### What you should do
Each line in the entries below that holds the word "photo" belongs in the answer.

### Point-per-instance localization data
┌──
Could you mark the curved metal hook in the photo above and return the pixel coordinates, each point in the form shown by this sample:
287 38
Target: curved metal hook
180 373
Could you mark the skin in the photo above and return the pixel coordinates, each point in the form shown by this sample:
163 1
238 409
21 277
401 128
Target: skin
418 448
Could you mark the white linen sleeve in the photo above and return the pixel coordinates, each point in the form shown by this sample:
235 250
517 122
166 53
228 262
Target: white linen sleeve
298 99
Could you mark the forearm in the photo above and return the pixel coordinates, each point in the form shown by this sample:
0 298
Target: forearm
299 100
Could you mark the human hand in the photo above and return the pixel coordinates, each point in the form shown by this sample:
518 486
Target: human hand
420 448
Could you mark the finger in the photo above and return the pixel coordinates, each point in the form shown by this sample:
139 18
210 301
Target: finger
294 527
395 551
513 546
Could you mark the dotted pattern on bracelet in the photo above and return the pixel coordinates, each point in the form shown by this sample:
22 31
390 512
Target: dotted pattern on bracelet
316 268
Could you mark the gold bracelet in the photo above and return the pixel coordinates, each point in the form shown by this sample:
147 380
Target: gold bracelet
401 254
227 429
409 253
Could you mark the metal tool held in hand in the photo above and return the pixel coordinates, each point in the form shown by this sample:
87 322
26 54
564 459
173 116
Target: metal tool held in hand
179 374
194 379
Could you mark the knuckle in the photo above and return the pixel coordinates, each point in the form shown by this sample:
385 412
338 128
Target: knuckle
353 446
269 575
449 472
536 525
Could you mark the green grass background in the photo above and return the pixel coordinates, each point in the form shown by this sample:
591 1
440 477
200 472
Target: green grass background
└──
### Solution below
Could you mark the curved metal hook in the photo above and return the pixel coordinates, each point in the form shown by this sample:
Could you mark the skin in the photo above and return the pixel coordinates, each point in the form shown by this sample:
Could you mark the white linen sleeve in the photo above and return the pixel coordinates, each point in the form shown by this sample:
Could you mark the forearm in the photo above and return the pixel coordinates, each point in the form shown by this sample:
Could you mark the human hand in the photo above and return the pixel coordinates, each point in the form shown by this sample:
Could you mark the finger in the photo above and return the pixel coordinates, each point in the form shown by this sample:
Could you mark the dotted pattern on bracelet in the photo above and return the pixel coordinates, each point in the form shown by this sample:
Could you mark the gold bracelet in the photo above and return the pixel coordinates, each point in the form shown by this sample:
Could you mark the metal tool held in hand in the photo above and return the pixel coordinates, each point in the form shown by this sample:
Could you mark the knuckle in the photo above and return the pixel coordinates, each point in the form shown by this sample:
Could you mark the green grass background in the photo above and return the pixel coordinates, each point in the form shown by this sample:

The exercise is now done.